> What you will do
Across the records, how many lines contain "hanging"? Answer with the number alone.

> Data for the task
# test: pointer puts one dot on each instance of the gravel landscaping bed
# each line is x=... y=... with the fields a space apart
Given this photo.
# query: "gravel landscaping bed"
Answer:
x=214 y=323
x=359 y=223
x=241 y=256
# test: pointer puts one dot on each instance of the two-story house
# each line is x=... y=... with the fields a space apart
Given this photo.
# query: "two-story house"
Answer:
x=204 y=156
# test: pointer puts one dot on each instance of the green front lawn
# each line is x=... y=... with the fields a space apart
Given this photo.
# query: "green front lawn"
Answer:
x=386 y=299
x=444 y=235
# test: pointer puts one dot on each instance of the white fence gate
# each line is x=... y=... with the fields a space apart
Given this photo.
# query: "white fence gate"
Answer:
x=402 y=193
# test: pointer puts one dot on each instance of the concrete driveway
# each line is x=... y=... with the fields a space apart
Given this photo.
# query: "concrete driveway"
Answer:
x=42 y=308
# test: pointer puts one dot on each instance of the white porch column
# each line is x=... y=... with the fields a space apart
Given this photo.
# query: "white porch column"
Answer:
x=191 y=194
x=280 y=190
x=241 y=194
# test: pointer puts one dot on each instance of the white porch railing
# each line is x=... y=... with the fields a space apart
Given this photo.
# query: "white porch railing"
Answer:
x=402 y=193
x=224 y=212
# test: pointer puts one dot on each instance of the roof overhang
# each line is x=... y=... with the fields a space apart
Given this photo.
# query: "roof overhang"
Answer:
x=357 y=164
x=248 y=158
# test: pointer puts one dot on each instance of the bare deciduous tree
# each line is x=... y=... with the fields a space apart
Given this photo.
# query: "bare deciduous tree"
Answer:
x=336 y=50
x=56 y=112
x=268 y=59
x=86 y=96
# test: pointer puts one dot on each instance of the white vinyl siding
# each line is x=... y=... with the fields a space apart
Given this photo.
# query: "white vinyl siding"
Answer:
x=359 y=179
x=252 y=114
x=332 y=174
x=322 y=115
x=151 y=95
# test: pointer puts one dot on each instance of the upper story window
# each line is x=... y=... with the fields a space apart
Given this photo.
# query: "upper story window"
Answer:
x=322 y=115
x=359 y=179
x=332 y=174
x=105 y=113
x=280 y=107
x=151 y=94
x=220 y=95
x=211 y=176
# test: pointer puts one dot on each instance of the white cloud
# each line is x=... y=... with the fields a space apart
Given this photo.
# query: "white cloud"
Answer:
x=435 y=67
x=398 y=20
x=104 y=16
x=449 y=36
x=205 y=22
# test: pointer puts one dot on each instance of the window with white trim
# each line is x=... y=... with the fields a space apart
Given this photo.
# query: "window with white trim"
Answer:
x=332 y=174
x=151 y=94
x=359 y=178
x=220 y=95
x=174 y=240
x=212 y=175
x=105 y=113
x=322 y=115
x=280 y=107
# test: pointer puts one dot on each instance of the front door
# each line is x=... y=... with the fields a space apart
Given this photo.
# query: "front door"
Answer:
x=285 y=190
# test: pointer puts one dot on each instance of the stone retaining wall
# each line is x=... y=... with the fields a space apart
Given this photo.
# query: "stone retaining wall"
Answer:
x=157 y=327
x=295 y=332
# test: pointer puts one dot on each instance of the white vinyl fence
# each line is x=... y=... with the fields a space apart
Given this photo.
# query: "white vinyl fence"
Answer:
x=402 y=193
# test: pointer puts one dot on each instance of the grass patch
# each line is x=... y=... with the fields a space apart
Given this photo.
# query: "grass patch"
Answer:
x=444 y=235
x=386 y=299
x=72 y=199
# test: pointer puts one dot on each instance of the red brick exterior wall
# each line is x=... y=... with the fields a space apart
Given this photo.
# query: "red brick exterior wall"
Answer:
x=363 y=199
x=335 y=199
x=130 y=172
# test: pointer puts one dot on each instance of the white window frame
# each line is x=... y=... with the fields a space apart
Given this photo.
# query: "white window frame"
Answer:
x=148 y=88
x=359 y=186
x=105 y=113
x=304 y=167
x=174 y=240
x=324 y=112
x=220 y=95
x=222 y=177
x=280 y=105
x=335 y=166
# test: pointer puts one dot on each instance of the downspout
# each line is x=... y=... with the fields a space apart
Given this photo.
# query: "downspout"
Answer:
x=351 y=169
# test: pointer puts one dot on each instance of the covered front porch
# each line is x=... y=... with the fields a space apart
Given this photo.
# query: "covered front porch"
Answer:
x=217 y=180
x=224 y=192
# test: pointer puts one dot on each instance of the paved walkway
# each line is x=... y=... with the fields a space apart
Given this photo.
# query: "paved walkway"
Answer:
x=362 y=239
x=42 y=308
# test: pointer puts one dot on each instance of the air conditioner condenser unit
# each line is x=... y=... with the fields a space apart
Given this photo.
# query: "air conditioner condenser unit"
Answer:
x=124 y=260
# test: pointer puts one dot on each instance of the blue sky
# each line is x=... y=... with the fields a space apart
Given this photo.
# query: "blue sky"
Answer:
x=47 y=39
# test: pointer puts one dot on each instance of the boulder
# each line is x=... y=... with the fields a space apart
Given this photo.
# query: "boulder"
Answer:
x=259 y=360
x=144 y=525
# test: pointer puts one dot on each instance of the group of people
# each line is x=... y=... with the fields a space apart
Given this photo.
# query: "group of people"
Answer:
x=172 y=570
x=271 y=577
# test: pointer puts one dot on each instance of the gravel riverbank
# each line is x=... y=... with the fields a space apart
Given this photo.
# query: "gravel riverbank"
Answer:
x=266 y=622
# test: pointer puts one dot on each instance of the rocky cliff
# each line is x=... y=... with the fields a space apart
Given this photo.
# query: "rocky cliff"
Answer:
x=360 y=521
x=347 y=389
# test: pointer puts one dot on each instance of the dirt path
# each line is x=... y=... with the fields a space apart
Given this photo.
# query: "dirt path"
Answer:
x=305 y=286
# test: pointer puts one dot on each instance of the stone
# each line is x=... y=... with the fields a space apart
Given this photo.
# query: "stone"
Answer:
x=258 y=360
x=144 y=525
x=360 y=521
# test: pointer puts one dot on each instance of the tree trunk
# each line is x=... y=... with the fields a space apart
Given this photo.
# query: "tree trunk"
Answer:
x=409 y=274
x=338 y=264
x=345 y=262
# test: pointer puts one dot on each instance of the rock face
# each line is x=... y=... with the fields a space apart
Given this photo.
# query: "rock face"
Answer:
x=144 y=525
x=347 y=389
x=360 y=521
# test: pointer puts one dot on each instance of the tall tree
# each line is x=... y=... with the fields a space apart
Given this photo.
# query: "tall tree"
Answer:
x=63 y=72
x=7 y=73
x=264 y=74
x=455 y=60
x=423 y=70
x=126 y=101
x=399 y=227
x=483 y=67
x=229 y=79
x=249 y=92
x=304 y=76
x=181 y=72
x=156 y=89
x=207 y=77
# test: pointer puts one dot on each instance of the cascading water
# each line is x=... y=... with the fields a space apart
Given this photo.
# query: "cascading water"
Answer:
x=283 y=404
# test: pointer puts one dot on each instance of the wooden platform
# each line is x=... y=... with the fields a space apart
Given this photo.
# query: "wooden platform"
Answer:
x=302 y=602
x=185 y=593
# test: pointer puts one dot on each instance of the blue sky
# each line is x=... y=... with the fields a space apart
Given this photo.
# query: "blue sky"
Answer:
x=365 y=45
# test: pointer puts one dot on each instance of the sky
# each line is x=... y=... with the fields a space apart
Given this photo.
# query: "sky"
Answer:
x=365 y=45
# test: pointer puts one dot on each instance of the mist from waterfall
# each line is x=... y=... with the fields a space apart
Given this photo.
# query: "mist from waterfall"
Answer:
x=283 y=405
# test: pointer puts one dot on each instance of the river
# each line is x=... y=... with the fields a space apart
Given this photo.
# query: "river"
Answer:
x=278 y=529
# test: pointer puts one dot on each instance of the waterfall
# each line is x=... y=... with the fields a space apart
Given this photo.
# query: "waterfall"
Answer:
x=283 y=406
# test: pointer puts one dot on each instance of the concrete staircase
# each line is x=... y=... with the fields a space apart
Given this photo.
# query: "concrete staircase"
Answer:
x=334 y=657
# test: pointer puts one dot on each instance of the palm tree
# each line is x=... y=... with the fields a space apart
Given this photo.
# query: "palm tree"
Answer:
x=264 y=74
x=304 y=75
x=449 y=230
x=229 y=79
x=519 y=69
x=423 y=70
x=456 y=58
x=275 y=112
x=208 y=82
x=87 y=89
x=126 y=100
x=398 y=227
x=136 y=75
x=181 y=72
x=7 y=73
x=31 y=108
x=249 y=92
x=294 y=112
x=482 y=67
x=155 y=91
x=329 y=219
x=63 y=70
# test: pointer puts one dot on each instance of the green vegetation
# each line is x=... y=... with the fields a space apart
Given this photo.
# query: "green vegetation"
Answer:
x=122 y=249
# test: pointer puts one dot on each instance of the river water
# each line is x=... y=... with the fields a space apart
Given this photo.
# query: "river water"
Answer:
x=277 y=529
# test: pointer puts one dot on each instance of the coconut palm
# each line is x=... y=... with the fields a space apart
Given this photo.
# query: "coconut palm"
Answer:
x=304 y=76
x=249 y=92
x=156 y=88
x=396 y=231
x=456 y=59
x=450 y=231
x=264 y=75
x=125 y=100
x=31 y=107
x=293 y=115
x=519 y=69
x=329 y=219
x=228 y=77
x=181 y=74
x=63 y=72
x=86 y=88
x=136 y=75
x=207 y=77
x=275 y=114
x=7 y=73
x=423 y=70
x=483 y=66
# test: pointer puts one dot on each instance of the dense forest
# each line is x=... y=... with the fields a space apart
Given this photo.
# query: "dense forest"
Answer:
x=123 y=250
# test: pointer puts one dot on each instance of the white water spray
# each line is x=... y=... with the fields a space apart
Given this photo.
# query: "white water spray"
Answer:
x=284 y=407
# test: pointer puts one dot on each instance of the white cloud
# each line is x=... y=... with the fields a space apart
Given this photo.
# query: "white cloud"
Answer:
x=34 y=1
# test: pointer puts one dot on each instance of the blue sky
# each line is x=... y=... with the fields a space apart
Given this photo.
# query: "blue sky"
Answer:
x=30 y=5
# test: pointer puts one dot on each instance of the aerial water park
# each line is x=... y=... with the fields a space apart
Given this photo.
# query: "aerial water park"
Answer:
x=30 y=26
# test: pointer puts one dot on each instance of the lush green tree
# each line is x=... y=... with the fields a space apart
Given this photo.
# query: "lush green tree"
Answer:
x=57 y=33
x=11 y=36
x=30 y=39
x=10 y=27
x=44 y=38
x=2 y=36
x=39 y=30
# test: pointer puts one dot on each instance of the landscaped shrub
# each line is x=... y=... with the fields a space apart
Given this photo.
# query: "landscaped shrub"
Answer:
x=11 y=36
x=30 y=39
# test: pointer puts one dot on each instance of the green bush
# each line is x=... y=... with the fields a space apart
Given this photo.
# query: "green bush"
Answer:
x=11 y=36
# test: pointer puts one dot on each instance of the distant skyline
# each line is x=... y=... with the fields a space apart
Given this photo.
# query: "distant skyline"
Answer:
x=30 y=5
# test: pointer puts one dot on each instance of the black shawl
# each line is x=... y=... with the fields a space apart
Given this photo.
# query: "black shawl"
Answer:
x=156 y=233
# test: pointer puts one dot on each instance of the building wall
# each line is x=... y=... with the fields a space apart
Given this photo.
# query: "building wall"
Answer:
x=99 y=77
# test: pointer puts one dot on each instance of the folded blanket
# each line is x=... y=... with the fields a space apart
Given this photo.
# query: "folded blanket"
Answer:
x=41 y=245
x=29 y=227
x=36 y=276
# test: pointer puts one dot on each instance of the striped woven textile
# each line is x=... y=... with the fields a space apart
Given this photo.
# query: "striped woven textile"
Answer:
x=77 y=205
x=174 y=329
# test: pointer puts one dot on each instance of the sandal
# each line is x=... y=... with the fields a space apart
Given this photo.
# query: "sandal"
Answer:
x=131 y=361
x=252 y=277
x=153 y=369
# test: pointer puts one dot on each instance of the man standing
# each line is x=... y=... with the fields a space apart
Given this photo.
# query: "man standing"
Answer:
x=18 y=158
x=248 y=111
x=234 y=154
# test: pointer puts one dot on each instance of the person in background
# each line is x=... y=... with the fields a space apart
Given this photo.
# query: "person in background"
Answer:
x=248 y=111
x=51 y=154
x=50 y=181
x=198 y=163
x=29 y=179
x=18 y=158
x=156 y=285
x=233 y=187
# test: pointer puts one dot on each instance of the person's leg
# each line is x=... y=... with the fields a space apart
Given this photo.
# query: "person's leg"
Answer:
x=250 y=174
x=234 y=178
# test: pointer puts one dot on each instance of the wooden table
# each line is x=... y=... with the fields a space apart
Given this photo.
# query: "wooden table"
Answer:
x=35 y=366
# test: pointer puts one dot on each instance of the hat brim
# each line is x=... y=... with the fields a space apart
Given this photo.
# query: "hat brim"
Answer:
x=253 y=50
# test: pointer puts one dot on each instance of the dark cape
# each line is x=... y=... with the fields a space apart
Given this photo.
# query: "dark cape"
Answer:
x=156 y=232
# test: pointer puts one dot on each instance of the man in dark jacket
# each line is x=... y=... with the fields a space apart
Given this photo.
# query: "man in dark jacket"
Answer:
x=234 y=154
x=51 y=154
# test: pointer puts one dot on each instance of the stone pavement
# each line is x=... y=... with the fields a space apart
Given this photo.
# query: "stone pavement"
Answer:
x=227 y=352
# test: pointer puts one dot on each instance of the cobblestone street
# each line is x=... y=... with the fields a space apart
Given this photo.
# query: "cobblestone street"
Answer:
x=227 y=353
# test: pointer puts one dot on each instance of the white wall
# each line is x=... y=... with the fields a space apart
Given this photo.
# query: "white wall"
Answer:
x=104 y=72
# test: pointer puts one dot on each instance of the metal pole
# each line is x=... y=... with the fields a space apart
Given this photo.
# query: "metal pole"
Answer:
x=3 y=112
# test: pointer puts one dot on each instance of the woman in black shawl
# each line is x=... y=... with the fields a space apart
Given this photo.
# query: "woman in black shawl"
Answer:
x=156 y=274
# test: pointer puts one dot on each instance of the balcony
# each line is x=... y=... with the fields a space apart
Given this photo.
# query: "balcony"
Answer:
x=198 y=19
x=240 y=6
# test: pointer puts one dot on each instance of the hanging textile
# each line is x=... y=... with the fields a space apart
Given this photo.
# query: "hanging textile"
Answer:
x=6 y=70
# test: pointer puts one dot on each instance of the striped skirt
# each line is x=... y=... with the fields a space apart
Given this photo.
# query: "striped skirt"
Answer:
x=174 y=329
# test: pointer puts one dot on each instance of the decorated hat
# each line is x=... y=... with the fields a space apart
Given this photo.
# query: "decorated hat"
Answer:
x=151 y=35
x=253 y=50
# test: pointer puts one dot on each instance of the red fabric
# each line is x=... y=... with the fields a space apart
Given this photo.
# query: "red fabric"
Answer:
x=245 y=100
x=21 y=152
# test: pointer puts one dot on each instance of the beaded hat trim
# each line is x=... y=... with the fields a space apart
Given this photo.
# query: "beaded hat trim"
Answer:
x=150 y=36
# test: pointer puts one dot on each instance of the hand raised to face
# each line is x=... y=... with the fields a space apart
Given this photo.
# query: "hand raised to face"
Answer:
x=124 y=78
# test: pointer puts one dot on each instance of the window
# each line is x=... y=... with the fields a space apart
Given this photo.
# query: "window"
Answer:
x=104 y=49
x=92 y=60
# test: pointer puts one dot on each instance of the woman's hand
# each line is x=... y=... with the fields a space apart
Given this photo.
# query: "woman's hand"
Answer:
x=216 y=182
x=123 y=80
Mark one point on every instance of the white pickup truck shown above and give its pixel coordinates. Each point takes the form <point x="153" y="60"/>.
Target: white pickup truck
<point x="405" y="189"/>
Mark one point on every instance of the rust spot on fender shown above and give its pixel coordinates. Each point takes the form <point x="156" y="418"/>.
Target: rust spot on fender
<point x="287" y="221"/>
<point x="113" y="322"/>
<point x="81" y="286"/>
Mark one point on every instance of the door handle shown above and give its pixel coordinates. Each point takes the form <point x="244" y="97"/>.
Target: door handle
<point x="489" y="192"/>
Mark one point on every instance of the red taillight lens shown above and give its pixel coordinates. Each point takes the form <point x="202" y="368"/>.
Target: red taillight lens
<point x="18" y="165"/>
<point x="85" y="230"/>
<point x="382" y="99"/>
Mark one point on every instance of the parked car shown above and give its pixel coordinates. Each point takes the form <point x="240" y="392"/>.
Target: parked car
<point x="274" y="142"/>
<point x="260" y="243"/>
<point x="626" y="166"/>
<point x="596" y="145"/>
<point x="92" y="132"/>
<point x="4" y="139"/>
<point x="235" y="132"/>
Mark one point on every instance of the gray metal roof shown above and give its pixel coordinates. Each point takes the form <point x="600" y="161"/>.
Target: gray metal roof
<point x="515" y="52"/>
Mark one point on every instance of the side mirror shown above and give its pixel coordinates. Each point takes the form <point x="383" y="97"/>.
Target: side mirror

> Output
2